### Reading passage:

┌──

A learnable, configurable, and pluggable Omni-Avatar Assistant framework built on LiveKit, featuring real-time interaction, multimodal memory, user persona, and external tool integration.
Project Overview#
AlphaAvatar is an Apache-2.0 open-source project aiming to build a universal virtual assistant. It is a Python-based Agent framework that solves the challenge of integrating real-time audio/video interaction (LiveKit), LLM inference, long-term memory, user persona, and virtual characters, providing a digital assistant solution with "self-evolution" capabilities.
Core Value: Lowering the barrier to building real-time voice/video AI Agents with long-term memory and personalized interaction capabilities.
Use Cases:
- Real-time voice/video virtual companionship and assistance
- Intelligent customer service or educational tutoring Agents with long-term memory
- Multimodal interaction research (speech recognition, speaker diarization, Live2D character driving)
- Intelligent Q&A systems with external knowledge base (RAG) and deep web search
Core Capabilities & Plugins#
The project features a plugin-based design with two main categories: AlphaAvatar core plugins and tool plugins.

└──

### Task instructions:
1 > Answer these from the AlphaAvatar overview:
(a) Under which license is AlphaAvatar released?
(b) On what is the Omni-Avatar Assistant framework built?
(c) What are the two main categories of plugins?
2 > Carry the AlphaAvatar overview forward from its final sentence with a few more paragraphs.
The saved entries have no role in working with the AlphaAvatar overview.

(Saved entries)

┌──

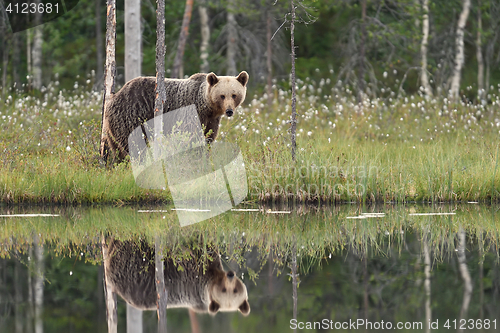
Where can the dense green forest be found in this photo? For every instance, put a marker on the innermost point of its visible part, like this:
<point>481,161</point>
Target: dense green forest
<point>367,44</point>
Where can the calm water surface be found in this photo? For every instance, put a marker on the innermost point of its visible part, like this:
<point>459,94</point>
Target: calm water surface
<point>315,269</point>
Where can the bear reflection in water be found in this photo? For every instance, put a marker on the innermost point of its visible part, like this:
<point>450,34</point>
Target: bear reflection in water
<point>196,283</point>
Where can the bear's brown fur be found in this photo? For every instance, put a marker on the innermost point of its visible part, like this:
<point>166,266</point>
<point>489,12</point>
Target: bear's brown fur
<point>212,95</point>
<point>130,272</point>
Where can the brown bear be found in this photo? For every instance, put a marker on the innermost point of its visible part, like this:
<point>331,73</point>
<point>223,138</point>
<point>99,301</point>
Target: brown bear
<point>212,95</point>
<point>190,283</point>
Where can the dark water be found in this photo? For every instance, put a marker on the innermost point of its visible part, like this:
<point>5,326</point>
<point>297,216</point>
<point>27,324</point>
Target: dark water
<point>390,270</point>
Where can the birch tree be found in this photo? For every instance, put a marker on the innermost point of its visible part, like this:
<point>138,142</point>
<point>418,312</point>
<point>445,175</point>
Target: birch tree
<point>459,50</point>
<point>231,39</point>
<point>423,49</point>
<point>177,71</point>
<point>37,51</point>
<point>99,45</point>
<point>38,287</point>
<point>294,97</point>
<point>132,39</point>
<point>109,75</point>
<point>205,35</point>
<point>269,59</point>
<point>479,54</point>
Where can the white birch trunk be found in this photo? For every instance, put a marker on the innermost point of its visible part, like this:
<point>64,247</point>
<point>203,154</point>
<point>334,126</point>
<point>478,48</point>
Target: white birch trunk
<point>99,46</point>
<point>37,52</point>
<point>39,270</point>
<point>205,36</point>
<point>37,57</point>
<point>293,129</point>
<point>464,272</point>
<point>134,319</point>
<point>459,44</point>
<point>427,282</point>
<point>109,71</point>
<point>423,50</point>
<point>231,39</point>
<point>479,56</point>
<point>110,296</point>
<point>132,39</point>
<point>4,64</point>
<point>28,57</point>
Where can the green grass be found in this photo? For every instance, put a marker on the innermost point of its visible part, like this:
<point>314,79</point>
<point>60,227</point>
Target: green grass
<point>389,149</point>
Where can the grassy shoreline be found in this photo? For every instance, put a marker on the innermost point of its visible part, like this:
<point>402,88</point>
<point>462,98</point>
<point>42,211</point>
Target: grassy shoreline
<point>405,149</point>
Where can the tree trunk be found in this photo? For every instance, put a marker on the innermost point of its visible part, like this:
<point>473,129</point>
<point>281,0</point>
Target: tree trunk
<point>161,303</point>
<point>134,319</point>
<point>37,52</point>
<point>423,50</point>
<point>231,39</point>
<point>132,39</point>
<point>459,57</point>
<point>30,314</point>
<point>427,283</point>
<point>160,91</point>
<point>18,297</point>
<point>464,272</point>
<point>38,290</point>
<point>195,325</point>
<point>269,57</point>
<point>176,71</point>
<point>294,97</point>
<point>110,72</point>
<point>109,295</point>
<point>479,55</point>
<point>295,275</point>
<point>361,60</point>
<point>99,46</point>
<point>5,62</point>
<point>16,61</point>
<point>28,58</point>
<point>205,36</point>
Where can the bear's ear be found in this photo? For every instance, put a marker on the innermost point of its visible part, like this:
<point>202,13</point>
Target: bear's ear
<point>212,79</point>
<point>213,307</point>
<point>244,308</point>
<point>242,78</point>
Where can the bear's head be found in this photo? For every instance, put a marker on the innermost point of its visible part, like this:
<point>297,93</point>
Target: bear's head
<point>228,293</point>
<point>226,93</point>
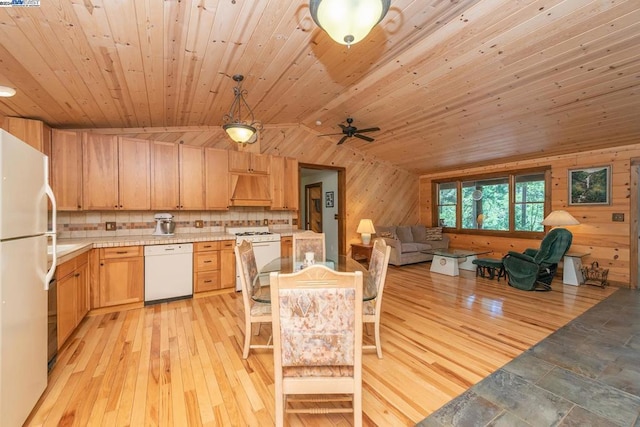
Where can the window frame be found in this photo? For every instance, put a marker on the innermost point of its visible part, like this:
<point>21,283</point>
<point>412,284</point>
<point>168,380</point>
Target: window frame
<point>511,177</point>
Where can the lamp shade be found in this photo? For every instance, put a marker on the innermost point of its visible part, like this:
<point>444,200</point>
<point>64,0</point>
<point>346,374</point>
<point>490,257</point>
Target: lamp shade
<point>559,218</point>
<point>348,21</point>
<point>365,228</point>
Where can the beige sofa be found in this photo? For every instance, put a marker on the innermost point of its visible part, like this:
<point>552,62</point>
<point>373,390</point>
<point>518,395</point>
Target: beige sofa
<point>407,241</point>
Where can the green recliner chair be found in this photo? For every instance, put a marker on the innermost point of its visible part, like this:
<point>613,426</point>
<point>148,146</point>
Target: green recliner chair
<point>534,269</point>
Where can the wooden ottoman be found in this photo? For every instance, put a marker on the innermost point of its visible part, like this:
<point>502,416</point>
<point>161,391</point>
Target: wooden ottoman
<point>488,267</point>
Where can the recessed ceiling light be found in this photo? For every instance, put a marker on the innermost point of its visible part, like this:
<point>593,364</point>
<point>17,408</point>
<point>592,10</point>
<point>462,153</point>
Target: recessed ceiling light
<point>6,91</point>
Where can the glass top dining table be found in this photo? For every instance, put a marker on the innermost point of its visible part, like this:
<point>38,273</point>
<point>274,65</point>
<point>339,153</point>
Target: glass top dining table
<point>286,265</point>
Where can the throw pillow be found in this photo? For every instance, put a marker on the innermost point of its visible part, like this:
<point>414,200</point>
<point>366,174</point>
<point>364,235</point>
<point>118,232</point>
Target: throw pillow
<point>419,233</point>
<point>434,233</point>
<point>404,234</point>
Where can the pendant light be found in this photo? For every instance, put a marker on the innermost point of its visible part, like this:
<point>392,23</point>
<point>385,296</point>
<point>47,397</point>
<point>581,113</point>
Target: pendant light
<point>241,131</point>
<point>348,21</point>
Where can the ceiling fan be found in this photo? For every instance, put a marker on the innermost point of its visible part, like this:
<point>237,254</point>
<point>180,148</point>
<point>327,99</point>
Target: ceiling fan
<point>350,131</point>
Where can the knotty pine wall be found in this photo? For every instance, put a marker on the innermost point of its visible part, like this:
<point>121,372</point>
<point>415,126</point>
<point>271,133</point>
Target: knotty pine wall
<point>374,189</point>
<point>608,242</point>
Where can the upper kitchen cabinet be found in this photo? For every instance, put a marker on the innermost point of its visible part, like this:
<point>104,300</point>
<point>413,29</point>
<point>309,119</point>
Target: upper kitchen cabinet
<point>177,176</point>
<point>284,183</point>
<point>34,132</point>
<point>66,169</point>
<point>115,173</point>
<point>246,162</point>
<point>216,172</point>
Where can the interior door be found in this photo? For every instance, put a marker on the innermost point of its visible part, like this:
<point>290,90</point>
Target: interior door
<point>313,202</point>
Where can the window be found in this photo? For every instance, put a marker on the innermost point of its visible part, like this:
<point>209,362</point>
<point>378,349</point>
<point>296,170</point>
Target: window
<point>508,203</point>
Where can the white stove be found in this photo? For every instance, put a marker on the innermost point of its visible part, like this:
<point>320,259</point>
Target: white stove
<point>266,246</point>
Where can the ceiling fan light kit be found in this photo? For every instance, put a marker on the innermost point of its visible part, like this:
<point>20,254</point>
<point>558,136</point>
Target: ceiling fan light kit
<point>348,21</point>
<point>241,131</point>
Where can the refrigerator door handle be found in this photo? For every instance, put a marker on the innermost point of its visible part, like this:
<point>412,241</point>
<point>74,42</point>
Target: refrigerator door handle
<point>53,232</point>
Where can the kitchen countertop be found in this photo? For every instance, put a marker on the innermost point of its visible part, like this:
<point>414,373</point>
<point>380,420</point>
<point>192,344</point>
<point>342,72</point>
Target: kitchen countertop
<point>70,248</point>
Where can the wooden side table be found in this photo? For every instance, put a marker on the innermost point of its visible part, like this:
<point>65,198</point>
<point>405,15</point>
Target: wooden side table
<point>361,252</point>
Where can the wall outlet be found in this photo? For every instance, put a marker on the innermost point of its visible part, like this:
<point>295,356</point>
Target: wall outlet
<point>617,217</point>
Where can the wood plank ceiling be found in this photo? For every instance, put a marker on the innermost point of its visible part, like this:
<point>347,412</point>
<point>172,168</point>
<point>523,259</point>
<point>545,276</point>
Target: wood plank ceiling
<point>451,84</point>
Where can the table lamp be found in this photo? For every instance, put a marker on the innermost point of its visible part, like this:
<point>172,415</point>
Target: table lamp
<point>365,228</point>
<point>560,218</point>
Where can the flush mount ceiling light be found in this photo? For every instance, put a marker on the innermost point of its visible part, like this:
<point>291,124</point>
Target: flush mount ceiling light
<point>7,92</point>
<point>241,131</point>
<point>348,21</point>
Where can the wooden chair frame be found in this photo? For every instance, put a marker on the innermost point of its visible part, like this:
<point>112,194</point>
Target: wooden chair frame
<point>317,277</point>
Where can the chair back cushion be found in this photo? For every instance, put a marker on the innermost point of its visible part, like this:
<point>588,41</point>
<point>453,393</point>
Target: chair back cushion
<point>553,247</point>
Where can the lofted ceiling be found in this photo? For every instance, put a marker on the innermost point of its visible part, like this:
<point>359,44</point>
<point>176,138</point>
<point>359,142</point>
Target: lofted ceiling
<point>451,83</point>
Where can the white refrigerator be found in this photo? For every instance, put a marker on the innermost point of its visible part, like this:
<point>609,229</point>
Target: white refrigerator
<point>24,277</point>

└──
┌──

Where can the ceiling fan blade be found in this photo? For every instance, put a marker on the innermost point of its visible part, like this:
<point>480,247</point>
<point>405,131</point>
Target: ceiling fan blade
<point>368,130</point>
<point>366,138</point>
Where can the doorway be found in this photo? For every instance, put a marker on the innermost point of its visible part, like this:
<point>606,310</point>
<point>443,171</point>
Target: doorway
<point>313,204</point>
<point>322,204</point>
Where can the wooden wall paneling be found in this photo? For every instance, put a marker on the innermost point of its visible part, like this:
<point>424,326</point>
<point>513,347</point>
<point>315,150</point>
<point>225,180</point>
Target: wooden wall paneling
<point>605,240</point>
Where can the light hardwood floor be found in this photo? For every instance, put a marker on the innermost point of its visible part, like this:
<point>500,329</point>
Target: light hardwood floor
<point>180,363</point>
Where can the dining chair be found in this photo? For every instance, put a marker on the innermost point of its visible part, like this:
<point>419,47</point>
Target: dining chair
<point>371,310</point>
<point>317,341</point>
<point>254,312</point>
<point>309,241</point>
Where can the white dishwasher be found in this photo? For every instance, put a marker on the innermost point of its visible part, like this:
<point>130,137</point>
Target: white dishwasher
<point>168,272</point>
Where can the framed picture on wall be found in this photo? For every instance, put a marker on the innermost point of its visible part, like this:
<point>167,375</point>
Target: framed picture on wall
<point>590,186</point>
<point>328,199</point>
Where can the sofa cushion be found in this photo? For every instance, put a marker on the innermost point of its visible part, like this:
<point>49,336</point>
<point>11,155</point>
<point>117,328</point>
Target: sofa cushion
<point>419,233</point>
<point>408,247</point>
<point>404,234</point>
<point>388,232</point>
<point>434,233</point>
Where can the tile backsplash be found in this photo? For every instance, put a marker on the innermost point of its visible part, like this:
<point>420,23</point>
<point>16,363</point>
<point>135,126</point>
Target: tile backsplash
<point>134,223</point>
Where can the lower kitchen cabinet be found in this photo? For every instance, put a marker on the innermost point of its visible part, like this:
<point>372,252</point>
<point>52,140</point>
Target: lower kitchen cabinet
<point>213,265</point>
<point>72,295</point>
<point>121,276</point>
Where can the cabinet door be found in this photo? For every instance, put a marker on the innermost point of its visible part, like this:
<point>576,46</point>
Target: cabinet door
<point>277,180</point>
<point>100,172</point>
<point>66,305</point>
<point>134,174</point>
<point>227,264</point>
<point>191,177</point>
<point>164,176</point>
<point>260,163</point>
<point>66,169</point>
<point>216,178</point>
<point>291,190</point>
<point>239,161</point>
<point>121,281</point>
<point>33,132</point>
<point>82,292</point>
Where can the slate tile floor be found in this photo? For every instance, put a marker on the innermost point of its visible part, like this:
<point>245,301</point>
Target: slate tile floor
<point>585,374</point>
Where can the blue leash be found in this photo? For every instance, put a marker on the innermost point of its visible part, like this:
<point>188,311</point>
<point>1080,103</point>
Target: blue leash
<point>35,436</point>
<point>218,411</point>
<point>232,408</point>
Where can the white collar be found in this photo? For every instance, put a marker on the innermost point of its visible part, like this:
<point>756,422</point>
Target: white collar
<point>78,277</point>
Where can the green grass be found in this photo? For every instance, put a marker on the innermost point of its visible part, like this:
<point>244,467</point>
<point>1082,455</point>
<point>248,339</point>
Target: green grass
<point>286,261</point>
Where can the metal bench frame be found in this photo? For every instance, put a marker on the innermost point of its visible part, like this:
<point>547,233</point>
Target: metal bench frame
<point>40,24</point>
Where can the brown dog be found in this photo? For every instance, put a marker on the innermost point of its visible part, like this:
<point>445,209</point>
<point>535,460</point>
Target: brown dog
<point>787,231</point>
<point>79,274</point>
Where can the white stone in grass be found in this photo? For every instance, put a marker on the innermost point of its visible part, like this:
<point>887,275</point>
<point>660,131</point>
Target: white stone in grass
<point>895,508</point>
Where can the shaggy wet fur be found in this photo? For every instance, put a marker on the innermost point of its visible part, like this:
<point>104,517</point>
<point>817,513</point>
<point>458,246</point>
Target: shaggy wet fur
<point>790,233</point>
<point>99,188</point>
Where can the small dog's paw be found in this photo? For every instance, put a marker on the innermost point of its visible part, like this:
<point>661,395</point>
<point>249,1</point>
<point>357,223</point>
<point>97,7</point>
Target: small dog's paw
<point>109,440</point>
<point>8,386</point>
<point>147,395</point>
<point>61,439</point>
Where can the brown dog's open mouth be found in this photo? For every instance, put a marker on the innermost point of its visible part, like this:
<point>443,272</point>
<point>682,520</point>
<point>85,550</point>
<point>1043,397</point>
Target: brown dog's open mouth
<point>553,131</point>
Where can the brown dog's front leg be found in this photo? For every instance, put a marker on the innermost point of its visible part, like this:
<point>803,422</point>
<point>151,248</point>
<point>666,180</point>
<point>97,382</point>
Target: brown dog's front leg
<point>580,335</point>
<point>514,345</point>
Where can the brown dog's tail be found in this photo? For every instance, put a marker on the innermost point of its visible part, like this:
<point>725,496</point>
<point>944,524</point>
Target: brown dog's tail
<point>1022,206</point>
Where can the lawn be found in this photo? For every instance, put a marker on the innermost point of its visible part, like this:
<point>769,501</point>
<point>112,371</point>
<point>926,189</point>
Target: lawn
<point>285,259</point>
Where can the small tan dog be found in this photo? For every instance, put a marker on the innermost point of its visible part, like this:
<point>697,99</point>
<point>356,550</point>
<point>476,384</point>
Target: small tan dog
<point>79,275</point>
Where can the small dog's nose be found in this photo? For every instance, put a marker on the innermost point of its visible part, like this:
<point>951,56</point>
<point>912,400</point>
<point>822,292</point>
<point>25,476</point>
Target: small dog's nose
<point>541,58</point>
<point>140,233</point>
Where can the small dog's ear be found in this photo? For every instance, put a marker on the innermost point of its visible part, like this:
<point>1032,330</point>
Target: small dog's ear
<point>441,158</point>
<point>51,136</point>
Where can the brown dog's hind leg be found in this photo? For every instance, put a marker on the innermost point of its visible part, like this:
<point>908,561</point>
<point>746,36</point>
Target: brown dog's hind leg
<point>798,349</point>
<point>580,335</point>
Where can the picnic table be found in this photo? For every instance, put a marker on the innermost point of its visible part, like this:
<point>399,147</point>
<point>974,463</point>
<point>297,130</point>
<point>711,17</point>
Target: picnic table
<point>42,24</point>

└──

### Expected outputs:
1 >
(a) Apache-2.0
(b) LiveKit
(c) AlphaAvatar core plugins and tool plugins

2 >
AlphaAvatar Core Plugins#
| Plugin | Status | Description |
|---|---|---|
| 🧠 Memory | Implemented | Self-improving memory module supporting Assistant–User/Assistant–Tools/Assistant's self-memory capture and retrieval |
| 🧬 Persona | Implemented | Automatic full modality user persona with speaker ID verification and real-time profile matching |
| 😊 Virtual Character | Implemented | Real-time generated virtual character, integrated with AIRI live2d |
| 💡 Reflection | Planned | Optimizer for automatic internal knowledge base construction |
| 🗺️ Planning | Planned | Long-term planning for sequential and reliable actions |
| 🤖 Behavior | Planned | Behavior logic and process flow controller |
Tool Plugins#
| Plugin | Status | Description |
|---|---|---|
| 🔍 DeepResearch | Implemented | Network access and deep search via Tavily API, supporting quick search/deep search/web-to-PDF |
| 📖 RAG | Implemented | Document knowledge access via RAG Anything with DeepResearch page indexing |
Installation & Quick Start#
Requirements#
- Python 3.11+
- Dependencies: LiveKit Server, OpenAI API Key, Qdrant (cloud or self-hosted), Tavily API Key (optional)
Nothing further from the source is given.